リプロな日記

中絶問題研究者~中絶ケア・カウンセラーの塚原久美のブログです

政治の右傾化と中絶禁止

アメリカのFDAが中絶薬の薬局販売を広く承認

 最高裁のドブス判決で中絶の権利が否定されたアメリカと、2020年の最高裁でほぼすべての中絶を禁止する判決が出たポーランドのどちらも、世論調査によると国民の過半数が「中絶合法化」を支持していることが明かになっている。両国の中絶禁止は、国民の総意によるものではなく、むしろ政治の右傾化に影響されているように見える。
 トルコでは、1983年に中東諸国の中で数少ないオンデマンドの中絶(妊娠10週まで)を認めたが、2012年に保守派の政治家たちが中絶を制限する法案を出して中絶反対の議論が活性化した。以後、かつては無料で中絶を提供していた公立病院が中絶医療から撤退し、今では数少ない民間クリニックで高額な費用(700ドルくらい)を払わないと中絶を受けられなくなっている。韓国でも、2019年に中絶を禁じた刑法堕胎罪関連規定に対して憲法不合致の判決が出て、2021年1月1日から実質上刑法堕胎罪が停止した。しかし、2022年に保守派の尹錫悦(ユン・ソクヨル)が大統領に就任して以来、中絶にまつわる法や医療の改善は滞っている。

- 記録データ -

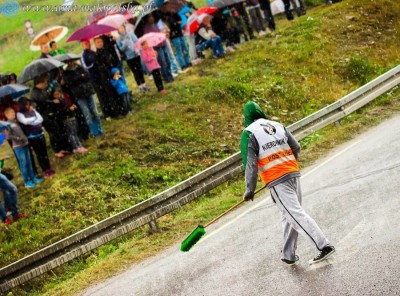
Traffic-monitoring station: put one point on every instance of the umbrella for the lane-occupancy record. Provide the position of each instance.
(102, 12)
(13, 90)
(173, 5)
(115, 20)
(66, 57)
(37, 68)
(53, 33)
(153, 39)
(149, 7)
(194, 21)
(224, 3)
(90, 31)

- やること -
(A) 中絶と政治の文章について、次の(i)〜(iii)が内容と合うかどうかを「はい」か「いいえ」で答え、決め手となる本文の語句をそのまま引用して添えよ。
(i) トルコでは1983年に妊娠10週までのオンデマンドの中絶が認められた。
(ii) トルコの公立病院は今も無料で中絶を提供している。
(iii) 韓国では2021年1月1日から刑法堕胎罪が実質上停止した。
(B) 中絶と政治の文章を、最後の文のあとから書き継げ。
ここでは項目は関係しない。

- 作業の結果 -
(A)
(i) はい。「1983年に中東諸国の中で数少ないオンデマンドの中絶(妊娠10週まで)を認めた」
(ii) いいえ。「かつては無料で中絶を提供していた公立病院が中絶医療から撤退し」
(iii) はい。「2021年1月1日から実質上刑法堕胎罪が停止した」

(B)
 COVID-19 のパンデミックの最中に、ポーランドでは合法的な中絶が制限され、トルコでは公立病院で中絶を受けられない状況が悪化している。こうした国際的な変化のさなかに、アメリカでも時代に逆行するような最高裁判決が出てしまったわけである。FIGOもWHOも、ドブス判決が出てすぐにアメリカを非難するコメントを発した。
 バイデン大統領も、就任時に中絶が禁止された州に対して連邦政府は何らかの働きかけを行うと誓った。このたびのFDAの新ルールへの転換は、バイデン政権のプロチョイス政策のひとつだと言えるだろう。
 実は、ドブス判決が出る以前から、アメリカの中絶の過半数はすでに薬による中絶に移行していたという。この判決以降は、薬で行われる中絶の比率がますます急上昇しているそうだ。